Excerpt:
◇ ◇ ◇ ◇ ◇ ◇ ◇

Rustine: Automated C-to-Rust Translation
- Rustine is a pipeline that automates the transformation of C code to memory-safe, idiomatic Rust by integrating static analysis, refactoring, and large language models.
- It minimizes raw pointers and unsafe constructs while achieving an average assertion-level equivalence of 87%, validated on diverse open-source projects.
- Its cost-effective design and scalable architecture enable end-to-end translation of multi-file repositories, including build scripts and tests.
Rustine is a fully automated pipeline for repository-level C to idiomatic, memory-safe Rust translation. Developed to address the limitations of existing translation techniques—which either lack scalability and code quality or are prohibitively expensive—Rustine systematically integrates program analysis, code refactoring, explicit dependence tracking, and a two-tier LLM strategy. Validated on 23 open-source C programs ranging from 27 to 13,200 lines of code, Rustine produces compilable, idiomatic Rust code while significantly reducing unsafe constructs and improving readability, with average automated assertion-level functional equivalence of 87% and near-complete correctness following modest human-in-the-loop debugging interventions. Its architecture makes it cost-effective (≈$0.50 per project) and scalable to large, multi-file repositories, supporting end-to-end translation that includes build scripts and tests (Dehghan et al., 25 Nov 2025).
1. Motivation and Design Objectives
C remains pervasive across software infrastructure but lacks intrinsic memory safety, in contrast to Rust, which enforces strict safety and modern patterns. Existing C→Rust translation solutions fall into two principal families:
- Transpilation-based approaches (e.g., C2Rust) scale to large codebases but yield Rust littered with raw pointers, pointer arithmetic, frequent use of
unsafe, and minimal engagement with the Rust ecosystem. - LLM-based approaches (e.g., Syzygy, RustMamp) demonstrate higher idiomaticity and safety but require expensive, high-end models and substantial manual scaffolding; their cost (~$800+ per project) renders them impractical for large codebases.
Rustine was engineered to achieve five explicit goals: (A) end-to-end, automated translation of multi-file repositories including tests; (B) output that is 100% compilable with high test-verified functional equivalence; (C) code that minimizes raw pointers and unsafe constructs while leveraging Rust’s idioms and standard library; (D) cost-effectiveness through majority use of commodity LLMs, escalating to premium models only selectively; and (E) actionable developer support for resolving any residual semantic mismatches (Dehghan et al., 25 Nov 2025).
2. Pipeline Architecture and Key Algorithms
Rustine’s pipeline consists of five sequential stages, each incrementally refining the translation and facilitating robustness and scalability.
2.1 Preprocessing
The C preprocessor is invoked to flatten all #include, expand macros, and resolve conditional compilation. This creates macro-free C suitable for downstream analysis, preventing token pasting and preprocessor-induced corner cases.
2.2 Refactoring (Unsafe-to-Safe)
Before translation, C code is automatically refactored to eliminate idioms that hinder safe translation. Key transformations include:
- Pointer arithmetic desugaring: Pointer increments, arithmetic, and comparisons are rewritten to explicit index-based accesses based on a function-wide analysis of all pointer uses. For example, every usage of
*p++is replaced byp[p_idx]with an associated index variable managed in scope. - Constness maximization: Immutable parameters are detected and annotated
constto signal to the LLM that&Treferences in Rust are appropriate. - Large function splitting: Functions exceeding half the context window of the LLM are decomposed into helper routines by identifying suitable basic blocks, collecting data dependencies, and parameterizing helper functions as needed.

◇ ◇ ◇ ◇ ◇ ◇ ◇

Supplied information:

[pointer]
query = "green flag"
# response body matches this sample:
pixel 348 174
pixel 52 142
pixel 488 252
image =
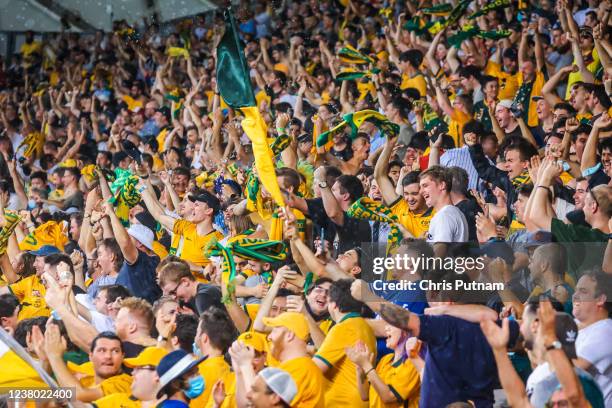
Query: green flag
pixel 233 78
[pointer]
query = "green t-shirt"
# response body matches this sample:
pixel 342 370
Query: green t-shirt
pixel 481 114
pixel 585 246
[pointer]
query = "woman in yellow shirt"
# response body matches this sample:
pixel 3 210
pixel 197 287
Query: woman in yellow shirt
pixel 394 382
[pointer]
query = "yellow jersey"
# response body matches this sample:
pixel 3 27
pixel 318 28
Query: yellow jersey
pixel 455 128
pixel 416 224
pixel 20 374
pixel 31 294
pixel 402 378
pixel 117 400
pixel 194 244
pixel 341 378
pixel 212 369
pixel 508 83
pixel 417 82
pixel 309 381
pixel 536 90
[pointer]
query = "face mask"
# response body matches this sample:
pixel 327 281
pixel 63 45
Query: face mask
pixel 196 387
pixel 196 350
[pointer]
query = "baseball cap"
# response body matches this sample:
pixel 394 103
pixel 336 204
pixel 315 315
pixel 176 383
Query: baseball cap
pixel 164 110
pixel 143 234
pixel 506 103
pixel 45 250
pixel 304 138
pixel 255 340
pixel 293 321
pixel 496 249
pixel 173 365
pixel 208 198
pixel 85 368
pixel 151 356
pixel 566 331
pixel 280 382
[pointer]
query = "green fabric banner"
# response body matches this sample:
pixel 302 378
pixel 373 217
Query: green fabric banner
pixel 233 78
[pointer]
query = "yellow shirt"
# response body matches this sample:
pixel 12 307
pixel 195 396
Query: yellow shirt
pixel 574 77
pixel 403 379
pixel 416 224
pixel 194 244
pixel 536 90
pixel 326 325
pixel 455 127
pixel 117 400
pixel 229 383
pixel 31 294
pixel 341 378
pixel 212 369
pixel 508 83
pixel 27 49
pixel 20 374
pixel 417 82
pixel 309 381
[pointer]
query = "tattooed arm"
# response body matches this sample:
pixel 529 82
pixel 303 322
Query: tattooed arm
pixel 399 317
pixel 394 315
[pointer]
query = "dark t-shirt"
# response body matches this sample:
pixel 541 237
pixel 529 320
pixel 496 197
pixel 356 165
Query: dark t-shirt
pixel 585 246
pixel 132 350
pixel 353 233
pixel 460 363
pixel 139 278
pixel 76 200
pixel 469 208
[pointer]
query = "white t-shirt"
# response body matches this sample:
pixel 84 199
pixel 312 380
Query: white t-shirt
pixel 592 344
pixel 448 225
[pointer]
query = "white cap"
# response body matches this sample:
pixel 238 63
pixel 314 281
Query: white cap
pixel 280 382
pixel 143 234
pixel 506 103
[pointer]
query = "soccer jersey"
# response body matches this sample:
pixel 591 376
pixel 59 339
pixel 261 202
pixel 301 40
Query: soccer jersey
pixel 341 378
pixel 31 294
pixel 416 224
pixel 117 400
pixel 403 380
pixel 194 244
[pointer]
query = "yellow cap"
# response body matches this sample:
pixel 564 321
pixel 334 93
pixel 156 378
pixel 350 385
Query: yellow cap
pixel 294 321
pixel 85 368
pixel 254 339
pixel 149 356
pixel 68 163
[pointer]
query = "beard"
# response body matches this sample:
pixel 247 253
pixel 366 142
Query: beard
pixel 562 49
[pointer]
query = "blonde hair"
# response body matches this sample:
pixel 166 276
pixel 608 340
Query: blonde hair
pixel 141 309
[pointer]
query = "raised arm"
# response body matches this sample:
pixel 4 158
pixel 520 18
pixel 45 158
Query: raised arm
pixel 589 156
pixel 381 170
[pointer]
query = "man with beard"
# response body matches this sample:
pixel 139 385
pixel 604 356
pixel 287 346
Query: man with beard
pixel 106 356
pixel 288 345
pixel 592 307
pixel 176 280
pixel 411 210
pixel 543 382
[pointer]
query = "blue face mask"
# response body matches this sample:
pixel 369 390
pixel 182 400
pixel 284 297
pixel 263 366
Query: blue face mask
pixel 196 387
pixel 196 350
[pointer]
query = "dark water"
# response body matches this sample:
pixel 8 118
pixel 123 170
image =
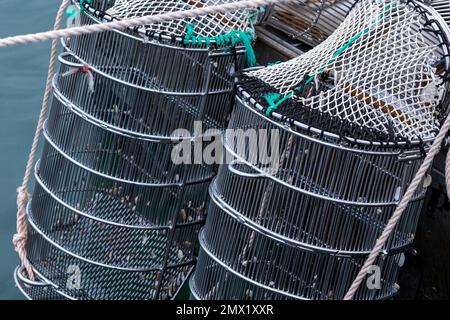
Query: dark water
pixel 23 71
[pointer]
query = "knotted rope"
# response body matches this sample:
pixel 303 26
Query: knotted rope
pixel 381 241
pixel 20 238
pixel 140 21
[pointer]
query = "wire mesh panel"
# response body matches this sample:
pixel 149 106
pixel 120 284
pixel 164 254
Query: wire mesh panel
pixel 39 288
pixel 317 164
pixel 112 215
pixel 307 220
pixel 349 123
pixel 279 267
pixel 81 280
pixel 166 61
pixel 144 113
pixel 116 155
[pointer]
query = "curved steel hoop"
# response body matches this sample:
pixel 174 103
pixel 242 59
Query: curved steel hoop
pixel 81 280
pixel 115 155
pixel 281 268
pixel 167 66
pixel 309 221
pixel 144 114
pixel 318 167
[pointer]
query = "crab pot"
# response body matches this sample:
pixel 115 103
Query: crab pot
pixel 279 267
pixel 79 279
pixel 308 220
pixel 39 288
pixel 321 165
pixel 214 281
pixel 165 62
pixel 313 174
pixel 115 154
pixel 142 112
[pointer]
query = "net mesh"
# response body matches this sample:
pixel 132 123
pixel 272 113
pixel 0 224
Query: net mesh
pixel 206 26
pixel 378 76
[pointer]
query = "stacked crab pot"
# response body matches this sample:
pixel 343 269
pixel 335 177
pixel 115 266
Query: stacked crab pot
pixel 112 216
pixel 350 122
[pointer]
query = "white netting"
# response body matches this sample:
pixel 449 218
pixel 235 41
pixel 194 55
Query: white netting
pixel 443 7
pixel 207 26
pixel 378 70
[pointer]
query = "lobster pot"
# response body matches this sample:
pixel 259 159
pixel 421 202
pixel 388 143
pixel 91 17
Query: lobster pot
pixel 310 22
pixel 145 113
pixel 318 164
pixel 112 230
pixel 319 151
pixel 214 281
pixel 39 288
pixel 114 154
pixel 165 62
pixel 75 278
pixel 113 216
pixel 279 267
pixel 306 220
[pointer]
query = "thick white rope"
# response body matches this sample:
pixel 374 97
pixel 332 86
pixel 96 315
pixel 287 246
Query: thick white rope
pixel 20 237
pixel 129 23
pixel 381 241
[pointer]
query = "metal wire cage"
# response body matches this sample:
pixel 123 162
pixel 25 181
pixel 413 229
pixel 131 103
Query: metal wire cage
pixel 308 221
pixel 74 278
pixel 304 221
pixel 318 165
pixel 138 112
pixel 112 216
pixel 274 266
pixel 166 63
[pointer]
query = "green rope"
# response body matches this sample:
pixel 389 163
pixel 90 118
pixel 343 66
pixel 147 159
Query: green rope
pixel 233 38
pixel 72 12
pixel 274 103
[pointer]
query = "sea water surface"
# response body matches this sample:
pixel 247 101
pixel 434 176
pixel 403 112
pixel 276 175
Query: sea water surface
pixel 23 71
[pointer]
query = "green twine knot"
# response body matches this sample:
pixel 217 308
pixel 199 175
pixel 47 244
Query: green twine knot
pixel 233 38
pixel 82 3
pixel 72 11
pixel 275 100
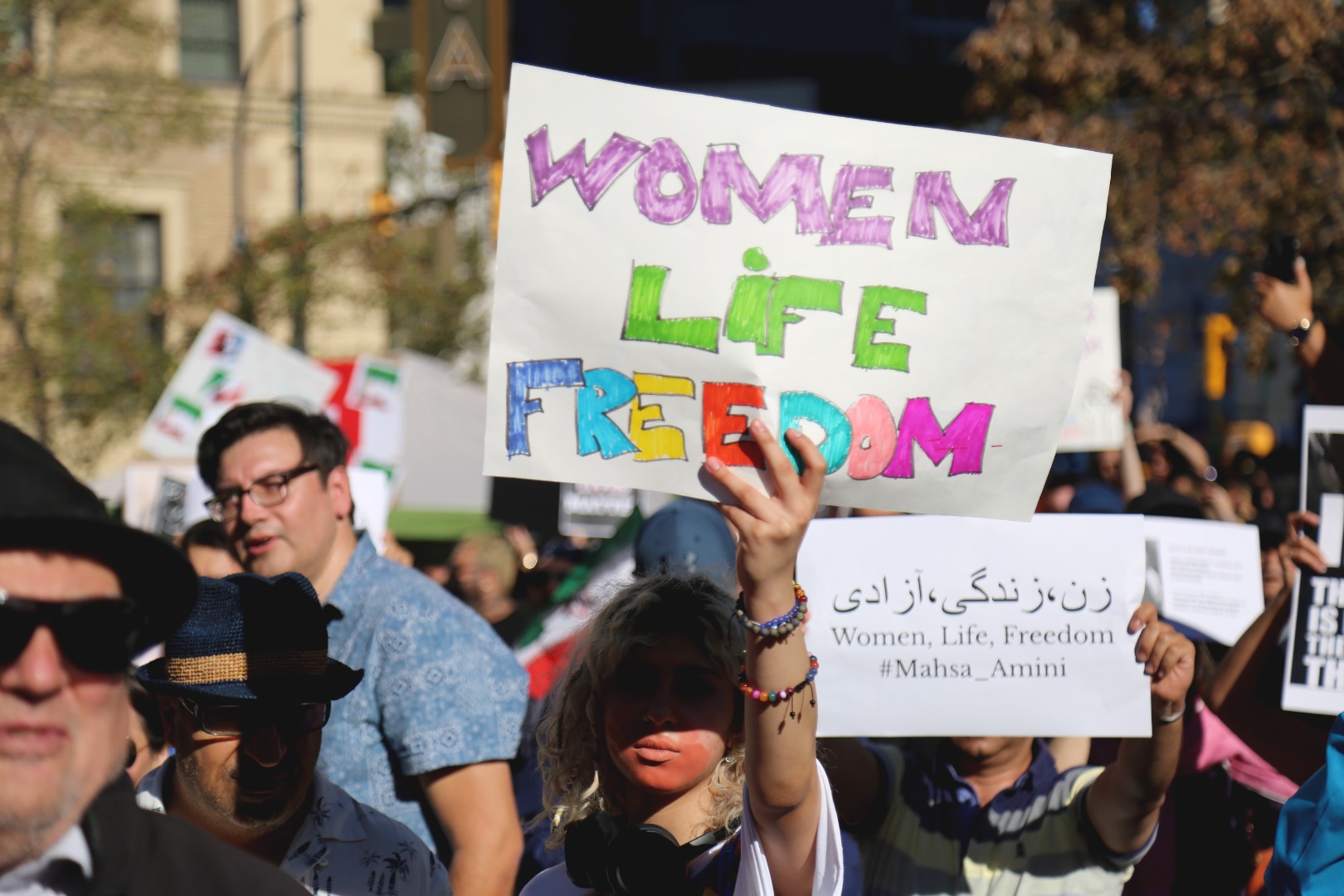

◇ ◇ ◇ ◇ ◇ ◇ ◇

To do:
- 1) Reproduce verbatim the part of the Rustine overview that opens with the words "Rustine was engineered" and closes with "mismatches (Dehghan et al., 25 Nov 2025).".
- 2) Answer these questions from the Rustine overview:
(a) On how many open-source C programs was Rustine validated?
(b) About how much does Rustine cost per project?
(c) Which tool is given as an example of a transpilation-based approach?
Rely only on the Rustine overview for what comes next.

Exercise solutions:
- 1)
Rustine was engineered to achieve five explicit goals: (A) end-to-end, automated translation of multi-file repositories including tests; (B) output that is 100% compilable with high test-verified functional equivalence; (C) code that minimizes raw pointers and unsafe constructs while leveraging Rust’s idioms and standard library; (D) cost-effectiveness through majority use of commodity LLMs, escalating to premium models only selectively; and (E) actionable developer support for resolving any residual semantic mismatches (Dehghan et al., 25 Nov 2025).

- 2)
(a) 23
(b) About $0.50
(c) C2Rust